Problem details →
Restate word for word every entry that appears below, skipping its pictures.

(Photo-based referring expression data)
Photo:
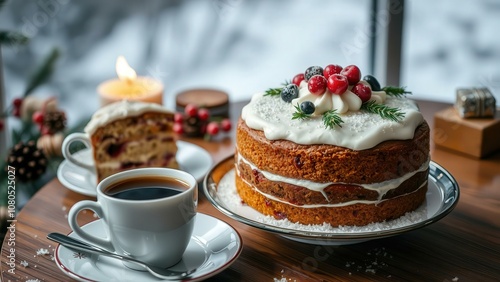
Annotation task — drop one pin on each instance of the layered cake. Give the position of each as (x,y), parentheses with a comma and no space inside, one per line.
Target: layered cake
(330,147)
(131,134)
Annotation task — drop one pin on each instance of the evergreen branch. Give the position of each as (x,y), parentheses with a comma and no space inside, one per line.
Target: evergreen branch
(286,82)
(299,114)
(12,38)
(43,73)
(332,119)
(384,111)
(273,91)
(395,91)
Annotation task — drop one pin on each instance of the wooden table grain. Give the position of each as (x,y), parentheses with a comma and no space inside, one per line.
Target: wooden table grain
(463,246)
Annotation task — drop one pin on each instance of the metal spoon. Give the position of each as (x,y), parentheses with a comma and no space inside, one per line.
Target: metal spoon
(159,272)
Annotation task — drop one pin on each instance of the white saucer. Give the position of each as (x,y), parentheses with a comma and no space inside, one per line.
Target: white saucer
(191,158)
(442,196)
(213,247)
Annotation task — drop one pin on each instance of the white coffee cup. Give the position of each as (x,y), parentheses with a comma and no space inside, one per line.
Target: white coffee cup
(156,231)
(82,138)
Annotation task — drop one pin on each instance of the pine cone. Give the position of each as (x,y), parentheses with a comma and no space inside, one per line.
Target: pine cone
(29,162)
(53,122)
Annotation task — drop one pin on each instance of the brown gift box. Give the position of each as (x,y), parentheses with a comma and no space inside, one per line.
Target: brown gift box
(474,137)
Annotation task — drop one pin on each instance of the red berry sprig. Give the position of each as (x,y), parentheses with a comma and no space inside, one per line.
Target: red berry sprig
(333,77)
(317,85)
(17,103)
(196,122)
(337,84)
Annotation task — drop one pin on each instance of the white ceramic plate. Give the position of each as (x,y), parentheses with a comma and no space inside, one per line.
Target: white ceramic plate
(213,247)
(441,198)
(191,158)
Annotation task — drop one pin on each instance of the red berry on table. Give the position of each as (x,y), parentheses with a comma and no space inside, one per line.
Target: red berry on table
(37,117)
(203,114)
(44,130)
(226,125)
(17,102)
(213,128)
(298,79)
(317,85)
(331,69)
(191,110)
(16,112)
(352,73)
(362,91)
(177,128)
(337,84)
(178,117)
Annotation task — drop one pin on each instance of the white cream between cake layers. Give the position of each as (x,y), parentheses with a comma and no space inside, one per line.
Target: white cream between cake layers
(360,130)
(119,110)
(381,188)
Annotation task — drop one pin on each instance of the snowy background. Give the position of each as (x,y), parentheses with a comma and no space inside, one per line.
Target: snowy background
(242,46)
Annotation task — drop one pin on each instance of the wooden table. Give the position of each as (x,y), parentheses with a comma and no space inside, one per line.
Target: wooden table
(464,246)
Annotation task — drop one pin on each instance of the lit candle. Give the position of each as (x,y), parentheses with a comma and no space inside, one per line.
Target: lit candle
(129,86)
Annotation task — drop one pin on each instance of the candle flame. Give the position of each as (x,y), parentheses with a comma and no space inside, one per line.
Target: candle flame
(124,71)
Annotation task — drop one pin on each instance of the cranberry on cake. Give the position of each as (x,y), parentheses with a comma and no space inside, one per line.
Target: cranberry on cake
(131,134)
(330,147)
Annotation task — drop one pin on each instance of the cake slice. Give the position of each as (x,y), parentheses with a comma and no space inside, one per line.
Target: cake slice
(130,134)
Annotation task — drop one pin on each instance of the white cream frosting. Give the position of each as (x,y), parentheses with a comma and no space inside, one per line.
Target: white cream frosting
(381,188)
(347,101)
(119,110)
(360,130)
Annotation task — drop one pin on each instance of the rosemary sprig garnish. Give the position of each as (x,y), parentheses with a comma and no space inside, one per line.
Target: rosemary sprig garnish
(395,91)
(276,91)
(332,119)
(384,111)
(299,114)
(273,91)
(286,82)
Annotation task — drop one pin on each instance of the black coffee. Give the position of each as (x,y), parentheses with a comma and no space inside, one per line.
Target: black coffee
(146,188)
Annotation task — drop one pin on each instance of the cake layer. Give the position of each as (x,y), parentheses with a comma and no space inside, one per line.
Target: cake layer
(108,168)
(332,194)
(352,215)
(129,135)
(330,163)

Written answer →
Photo:
Annotation task — drop one pin on each instance of the layered cake. Give the position of each as (x,y), parentheses with a comma and no space inside, one per line.
Target: layered cake
(330,147)
(131,134)
Annotation task — drop one pin on each instance of the evergreen branch. Give the position of each as (x,y), parentheses with a comma and no space inside, one per line.
Target: evergreen branch
(286,82)
(299,114)
(12,38)
(43,73)
(332,119)
(384,111)
(273,91)
(395,91)
Annotation task — drop one pin on each instance of the wooden table grain. Give the position of each as (x,y), parentheses with a comma and no space inside, one per line.
Target: wooden table grain
(463,246)
Annotation task — drop one pin on each instance of the metal spoon. Give the position of each as (x,y), parentheses with a comma and no space inside, one per line.
Target: metal spoon
(159,272)
Annotation task — drop one pin on each instance of the white saucer. Give the position of each as (x,y), parentheses with a comma and no space inside, one per line.
Target: white saucer
(191,158)
(442,196)
(213,247)
Annotation task — drop one pin on each instance of the white coffee cup. Give the position of each as (x,y), parentheses with a comma and no space inside, one per line.
Target: white coffee cup
(156,231)
(82,138)
Annotation task — drop one pin on each instance of the pine cone. Give the position of each as (x,y), parentheses with a comma and no space inside, one per line.
Target: pine cone
(29,162)
(53,122)
Annotation task — drop one pin on each instance of the brown gift box. Give the position of each as (x,y), parentheses with a comma and no space inside, one per line.
Target: brown gift box
(474,137)
Annotation task — drop one pin on each instance of the red berry sprig. Give the position of each as (x,y), parentheses with a comma and no space inside, one per line.
Target: red berry sprig
(333,77)
(317,85)
(17,103)
(196,122)
(337,84)
Annotation task — drop one pin on each instance of the white ceramic plate. Give the position of each as (x,y), parentheses with a comma and no space inside, one per line.
Target: white ceramic plate
(213,247)
(441,198)
(191,158)
Annotation task — drop one pin on each instance of the red berry on table. Give the position of each as (x,y), parentheses with a comma and no space inside, one per line.
Target: red berry on table
(37,117)
(203,114)
(44,130)
(226,125)
(17,102)
(213,128)
(298,79)
(317,85)
(331,69)
(191,110)
(16,112)
(352,73)
(362,91)
(177,128)
(337,84)
(178,117)
Annotation task — drop one pin on each instance of the white cream between cake layers. Give the position of each as (x,y), parentheses with a comma and no space inside, one per line.
Target: white cream between cake layers
(360,130)
(119,110)
(381,188)
Annotation task — drop one pin on each instance of the snowy background. Give the position of each as (x,y), parentheses with a comma and no space inside, one per line.
Target: snowy background
(242,46)
Annotation task — drop one pin on each instance of the wooden table. Give the position of each as (x,y), parentheses with a comma and no space inside, one per line.
Target: wooden table
(464,246)
Annotation task — drop one pin on each instance of the lit candle. Give the position of each as (x,y), parentheses with a comma and no space inside, one per line.
Target: lit candle
(129,86)
Annotation task — drop one pin on each instance of the candle flame. Give the position of each as (x,y), parentheses with a comma and no space inside, one per line.
Target: candle flame
(124,71)
Annotation task — drop one pin on each instance of the cranberry on cake. Give the position of each as (x,y), parentheses with a comma and no space inside, one per line.
Target: cranberry on cake
(131,134)
(330,147)
Annotation task — drop one pin on each instance of the cake slice. Give the position of each as (x,y), parentheses with a comma and no space inside, one per line.
Target: cake slice
(130,134)
Annotation task — drop one pin on each instance of the white cream frosting. Give the position of each as (x,y), parentheses with a comma and no space inside, one per line.
Target: white cream frosting
(381,188)
(347,101)
(119,110)
(360,130)
Annotation task — drop one pin on each instance of the rosemary sprig garnish. Give the position of each as (x,y), parentheses with a comma and no space inside, one per line.
Target: rosemary sprig garnish
(395,91)
(276,91)
(332,119)
(384,111)
(299,114)
(273,91)
(286,82)
Annotation task — drop one pin on each instance of the black coffee. Give the position of each as (x,y), parentheses with a comma and no space inside, one per line.
Target: black coffee
(146,188)
Annotation task — drop one pin on each instance of the cake layer. Give the position of each as (x,y), parentheses with a comma and no space inside, one per line.
Target: cake layer
(108,168)
(332,194)
(352,215)
(129,135)
(330,163)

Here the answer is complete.